SUPPLIED TEXT:
'''

HPV vaccination may protect young men from multiple cancers
The first boys vaccinated against HPV are now showing lower cancer risk as young men, a finding that could narrow the long-standing uptake gap.

A generation of boys vaccinated against human papillomavirus is now old enough to show whether the shot does more than block infection. A new study in JAMA Oncology found that young men who received the 9-valent HPV vaccine had a lower risk of HPV-related cancers, including head and neck, esophageal, anal and penile cancers, strengthening the case for routine immunization as a cancer-prevention tool.
The analysis followed males ages 9 to 26 and compared 615,155 vaccinated with 2,290,623 unvaccinated before propensity score matching. After matching, 510,260 participants remained in each group. The vaccinated group had a lower risk of the composite cancer outcome, with a hazard ratio of 0.54, and the association remained significant in both the 9 to 14 and 15 to 26 age bands. That matters because HPV-linked cancers are still rare before age 50, yet the signal is appearing early enough to suggest that childhood and adolescent vaccination may prevent disease long before men would normally expect to see benefit.
Public-health officials have spent years trying to move HPV vaccination beyond its original association with cervical cancer. The Centers for Disease Control and Prevention estimates 49,908 new HPV-associated cancers each year in the United States from 2018 to 2022, including 22,827 among males. Among men, oropharyngeal cancers are the most common HPV-associated cancers, making the male cancer burden impossible to dismiss as incidental. The Advisory Committee on Immunization Practices recommended routine HPV vaccination for females starting in 2006 and for males in 2011, and current CDC guidance calls for routine vaccination at ages 9 to 12, catch-up through age 26, and shared clinical decision-making for adults ages 27 to 45.

'''

STUDY QUESTIONS:
• 1. Answer these questions from the HPV vaccination article:
(a) How many participants remained in each group after propensity score matching?
(b) In what year did the Advisory Committee on Immunization Practices recommend routine HPV vaccination for males?
(c) Which HPV-associated cancers are the most common among men?
• 2. Reproduce the stretch of the HPV vaccination article from "The analysis followed" through "to see benefit.".
The records are separate material with no connection to the HPV vaccination article.

DATASET:
'''

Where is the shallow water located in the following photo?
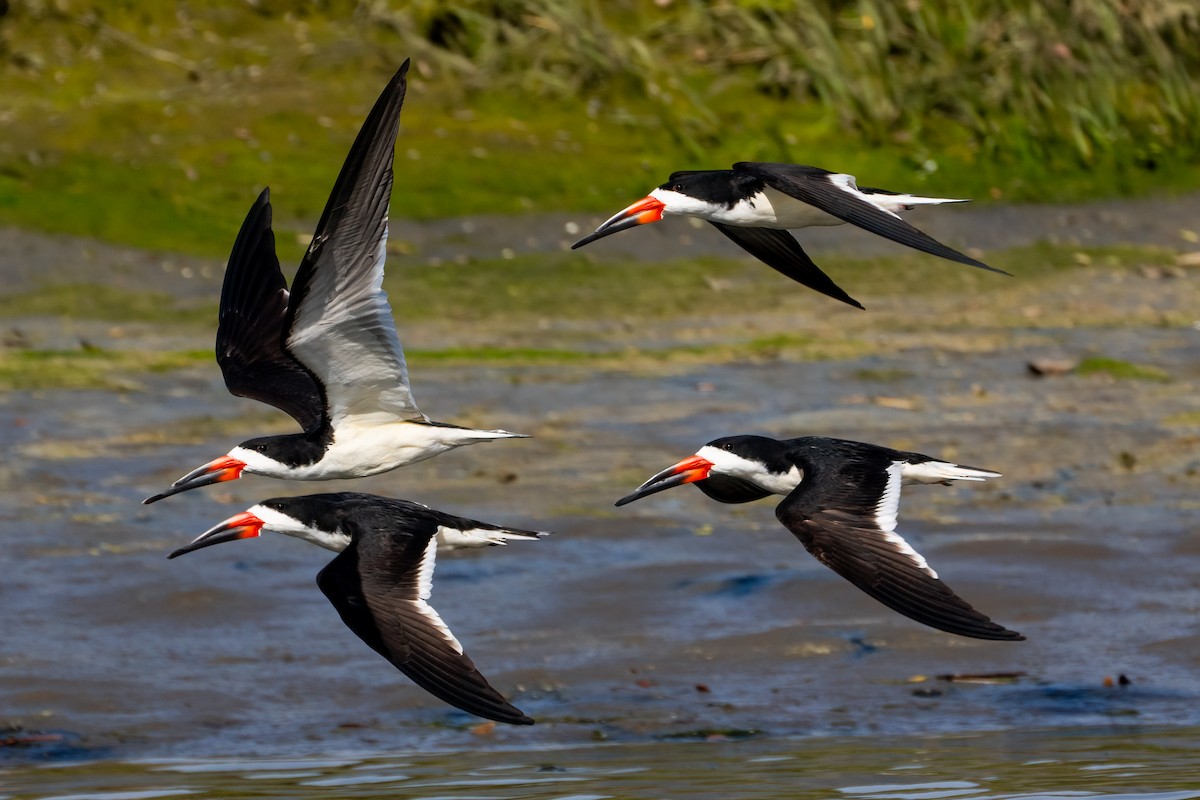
[0,215,1200,800]
[7,726,1200,800]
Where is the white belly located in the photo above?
[704,186,845,229]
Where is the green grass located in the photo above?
[0,283,217,324]
[0,347,212,390]
[0,0,1200,257]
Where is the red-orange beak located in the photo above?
[142,456,246,505]
[617,456,713,506]
[571,197,664,249]
[167,511,264,559]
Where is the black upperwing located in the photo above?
[216,190,325,432]
[317,519,533,724]
[709,222,863,308]
[733,161,1008,275]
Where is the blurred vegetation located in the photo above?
[0,0,1200,255]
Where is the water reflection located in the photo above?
[7,728,1200,800]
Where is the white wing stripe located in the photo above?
[875,461,937,578]
[412,536,462,655]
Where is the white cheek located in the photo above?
[247,505,350,553]
[229,446,280,475]
[650,188,712,216]
[696,445,804,494]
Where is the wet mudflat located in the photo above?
[0,196,1200,800]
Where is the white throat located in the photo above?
[247,505,350,553]
[696,445,804,494]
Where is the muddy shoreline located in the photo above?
[0,197,1200,757]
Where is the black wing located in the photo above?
[284,61,427,425]
[775,445,1025,639]
[709,222,863,308]
[216,190,325,432]
[733,161,1008,275]
[317,541,533,724]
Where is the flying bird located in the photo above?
[617,437,1025,640]
[145,60,524,503]
[168,492,546,724]
[571,161,1008,308]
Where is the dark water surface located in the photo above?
[0,209,1200,800]
[0,331,1200,800]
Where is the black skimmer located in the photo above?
[145,61,524,503]
[168,492,546,724]
[617,437,1025,640]
[571,161,1008,308]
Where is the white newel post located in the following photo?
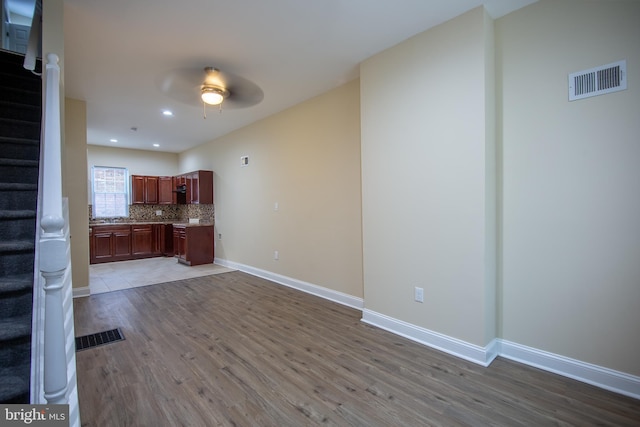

'''

YOUR RESPONSES:
• 1.
(a) 510,260
(b) 2011
(c) Oropharyngeal cancers

• 2.
The analysis followed males ages 9 to 26 and compared 615,155 vaccinated with 2,290,623 unvaccinated before propensity score matching. After matching, 510,260 participants remained in each group. The vaccinated group had a lower risk of the composite cancer outcome, with a hazard ratio of 0.54, and the association remained significant in both the 9 to 14 and 15 to 26 age bands. That matters because HPV-linked cancers are still rare before age 50, yet the signal is appearing early enough to suggest that childhood and adolescent vaccination may prevent disease long before men would normally expect to see benefit.